→ Task directions
Pull out every line in the data below that contains the string "jeans", and copy each of those lines in full.

------------------------

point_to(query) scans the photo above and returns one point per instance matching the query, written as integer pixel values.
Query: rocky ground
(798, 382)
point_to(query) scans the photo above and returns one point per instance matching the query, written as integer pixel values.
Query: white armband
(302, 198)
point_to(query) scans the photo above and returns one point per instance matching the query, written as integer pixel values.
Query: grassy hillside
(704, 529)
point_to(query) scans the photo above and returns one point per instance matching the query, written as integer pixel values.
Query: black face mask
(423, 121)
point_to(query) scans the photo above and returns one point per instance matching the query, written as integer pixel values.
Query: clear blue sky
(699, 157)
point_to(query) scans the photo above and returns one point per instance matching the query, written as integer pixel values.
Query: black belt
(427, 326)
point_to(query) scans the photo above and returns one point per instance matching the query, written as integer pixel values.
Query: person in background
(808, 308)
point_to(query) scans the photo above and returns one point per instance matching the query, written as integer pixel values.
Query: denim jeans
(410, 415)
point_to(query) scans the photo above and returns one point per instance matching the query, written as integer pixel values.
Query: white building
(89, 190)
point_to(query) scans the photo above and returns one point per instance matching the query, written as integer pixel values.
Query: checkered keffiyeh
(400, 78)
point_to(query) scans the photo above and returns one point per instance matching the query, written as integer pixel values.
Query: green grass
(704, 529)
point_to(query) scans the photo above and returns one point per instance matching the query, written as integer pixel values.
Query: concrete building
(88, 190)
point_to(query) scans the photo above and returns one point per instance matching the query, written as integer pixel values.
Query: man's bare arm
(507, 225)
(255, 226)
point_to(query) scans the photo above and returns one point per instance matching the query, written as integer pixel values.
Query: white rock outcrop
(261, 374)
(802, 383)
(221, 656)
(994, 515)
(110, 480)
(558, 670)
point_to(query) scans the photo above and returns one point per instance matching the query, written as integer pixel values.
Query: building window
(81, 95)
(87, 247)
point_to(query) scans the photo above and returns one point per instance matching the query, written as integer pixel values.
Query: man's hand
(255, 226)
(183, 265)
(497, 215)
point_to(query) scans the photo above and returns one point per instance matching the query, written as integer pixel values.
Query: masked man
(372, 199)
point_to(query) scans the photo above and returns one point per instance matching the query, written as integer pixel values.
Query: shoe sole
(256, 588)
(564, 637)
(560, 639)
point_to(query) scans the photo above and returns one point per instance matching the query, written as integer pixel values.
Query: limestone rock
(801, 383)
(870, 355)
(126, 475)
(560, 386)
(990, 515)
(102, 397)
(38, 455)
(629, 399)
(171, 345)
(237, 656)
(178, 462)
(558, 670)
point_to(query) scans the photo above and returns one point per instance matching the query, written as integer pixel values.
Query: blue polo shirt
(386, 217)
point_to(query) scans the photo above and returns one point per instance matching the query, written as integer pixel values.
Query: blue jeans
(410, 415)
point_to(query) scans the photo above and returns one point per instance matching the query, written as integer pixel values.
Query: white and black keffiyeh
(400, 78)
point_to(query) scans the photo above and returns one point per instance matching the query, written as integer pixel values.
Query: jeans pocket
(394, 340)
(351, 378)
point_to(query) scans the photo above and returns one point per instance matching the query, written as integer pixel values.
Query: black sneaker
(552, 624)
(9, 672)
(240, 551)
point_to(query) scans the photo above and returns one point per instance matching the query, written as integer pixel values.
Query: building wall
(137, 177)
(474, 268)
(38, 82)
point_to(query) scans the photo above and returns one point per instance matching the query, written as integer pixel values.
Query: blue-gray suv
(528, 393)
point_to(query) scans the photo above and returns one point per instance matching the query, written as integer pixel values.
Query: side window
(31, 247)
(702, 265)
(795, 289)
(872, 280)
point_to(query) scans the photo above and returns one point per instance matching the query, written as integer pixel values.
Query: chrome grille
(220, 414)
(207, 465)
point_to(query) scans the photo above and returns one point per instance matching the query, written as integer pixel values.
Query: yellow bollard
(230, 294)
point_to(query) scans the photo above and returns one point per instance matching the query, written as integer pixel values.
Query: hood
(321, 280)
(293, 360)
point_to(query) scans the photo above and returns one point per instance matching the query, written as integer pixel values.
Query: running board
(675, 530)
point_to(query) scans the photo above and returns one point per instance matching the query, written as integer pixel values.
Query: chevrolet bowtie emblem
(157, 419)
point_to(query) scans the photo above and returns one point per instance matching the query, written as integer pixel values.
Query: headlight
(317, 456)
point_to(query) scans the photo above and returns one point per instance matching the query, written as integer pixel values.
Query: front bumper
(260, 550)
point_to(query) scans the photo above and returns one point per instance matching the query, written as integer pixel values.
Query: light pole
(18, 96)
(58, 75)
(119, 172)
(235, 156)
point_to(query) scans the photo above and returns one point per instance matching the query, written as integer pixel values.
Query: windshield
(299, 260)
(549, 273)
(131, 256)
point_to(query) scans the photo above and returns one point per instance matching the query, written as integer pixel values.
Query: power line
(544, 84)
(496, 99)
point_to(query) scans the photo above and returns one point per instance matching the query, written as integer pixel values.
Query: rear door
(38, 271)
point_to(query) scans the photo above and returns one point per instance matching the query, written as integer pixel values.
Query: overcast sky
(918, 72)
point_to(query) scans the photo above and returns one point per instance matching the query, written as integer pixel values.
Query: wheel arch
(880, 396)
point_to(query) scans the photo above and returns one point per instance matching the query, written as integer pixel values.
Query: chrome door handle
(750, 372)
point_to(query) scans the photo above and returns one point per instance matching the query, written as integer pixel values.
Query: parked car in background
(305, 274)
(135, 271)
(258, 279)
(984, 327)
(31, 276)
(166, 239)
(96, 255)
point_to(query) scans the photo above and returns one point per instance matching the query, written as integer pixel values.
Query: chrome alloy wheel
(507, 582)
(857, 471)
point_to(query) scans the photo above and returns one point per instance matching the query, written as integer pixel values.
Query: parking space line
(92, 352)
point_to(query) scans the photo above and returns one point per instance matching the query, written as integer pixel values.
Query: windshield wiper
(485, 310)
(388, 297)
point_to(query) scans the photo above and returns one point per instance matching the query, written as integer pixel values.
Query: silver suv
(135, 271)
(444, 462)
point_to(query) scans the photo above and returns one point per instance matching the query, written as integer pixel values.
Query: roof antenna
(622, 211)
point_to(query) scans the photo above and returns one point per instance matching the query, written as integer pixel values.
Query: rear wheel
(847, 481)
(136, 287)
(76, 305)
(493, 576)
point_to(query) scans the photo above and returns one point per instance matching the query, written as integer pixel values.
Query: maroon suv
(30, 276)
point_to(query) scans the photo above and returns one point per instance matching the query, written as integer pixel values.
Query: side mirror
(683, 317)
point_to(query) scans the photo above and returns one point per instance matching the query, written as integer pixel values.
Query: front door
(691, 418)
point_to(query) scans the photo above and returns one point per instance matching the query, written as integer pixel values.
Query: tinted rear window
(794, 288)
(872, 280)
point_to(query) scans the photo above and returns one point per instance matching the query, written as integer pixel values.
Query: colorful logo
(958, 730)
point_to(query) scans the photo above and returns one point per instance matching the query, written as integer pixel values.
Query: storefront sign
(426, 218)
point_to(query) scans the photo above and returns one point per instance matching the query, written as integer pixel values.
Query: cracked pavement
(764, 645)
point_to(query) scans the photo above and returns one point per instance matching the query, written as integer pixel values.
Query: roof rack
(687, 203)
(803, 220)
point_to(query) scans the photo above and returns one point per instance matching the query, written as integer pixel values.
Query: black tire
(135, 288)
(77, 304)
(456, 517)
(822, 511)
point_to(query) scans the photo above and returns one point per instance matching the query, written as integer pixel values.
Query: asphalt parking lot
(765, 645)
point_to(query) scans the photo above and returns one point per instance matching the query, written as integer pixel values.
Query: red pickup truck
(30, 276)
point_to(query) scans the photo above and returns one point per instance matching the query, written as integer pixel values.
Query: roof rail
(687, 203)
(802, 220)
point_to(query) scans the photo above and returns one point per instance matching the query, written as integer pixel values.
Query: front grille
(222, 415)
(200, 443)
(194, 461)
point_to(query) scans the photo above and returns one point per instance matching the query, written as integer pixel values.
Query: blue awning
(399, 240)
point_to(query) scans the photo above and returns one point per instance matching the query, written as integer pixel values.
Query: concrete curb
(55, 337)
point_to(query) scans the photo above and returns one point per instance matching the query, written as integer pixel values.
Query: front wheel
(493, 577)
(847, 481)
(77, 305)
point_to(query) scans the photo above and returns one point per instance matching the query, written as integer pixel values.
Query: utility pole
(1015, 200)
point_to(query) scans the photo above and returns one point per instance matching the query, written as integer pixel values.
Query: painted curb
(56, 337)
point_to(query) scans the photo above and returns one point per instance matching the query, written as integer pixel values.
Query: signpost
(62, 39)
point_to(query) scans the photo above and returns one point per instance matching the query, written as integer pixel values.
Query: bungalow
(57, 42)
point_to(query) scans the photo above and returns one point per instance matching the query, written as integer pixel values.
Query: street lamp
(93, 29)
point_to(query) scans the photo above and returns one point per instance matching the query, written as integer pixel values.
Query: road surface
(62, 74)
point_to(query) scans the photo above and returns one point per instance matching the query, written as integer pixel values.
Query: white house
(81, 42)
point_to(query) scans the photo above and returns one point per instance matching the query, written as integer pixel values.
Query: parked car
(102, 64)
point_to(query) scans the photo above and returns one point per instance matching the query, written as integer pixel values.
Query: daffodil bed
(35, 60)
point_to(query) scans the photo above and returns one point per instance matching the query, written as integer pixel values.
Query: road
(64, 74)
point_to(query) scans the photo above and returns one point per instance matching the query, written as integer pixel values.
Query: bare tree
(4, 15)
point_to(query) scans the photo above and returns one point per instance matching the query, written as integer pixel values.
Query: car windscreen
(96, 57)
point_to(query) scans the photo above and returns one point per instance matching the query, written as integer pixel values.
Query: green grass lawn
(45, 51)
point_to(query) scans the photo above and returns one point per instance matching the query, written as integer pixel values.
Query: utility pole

------------------------

→ Exercise answer
Query: denim jeans
Query: blue jeans
Query: jeans pocket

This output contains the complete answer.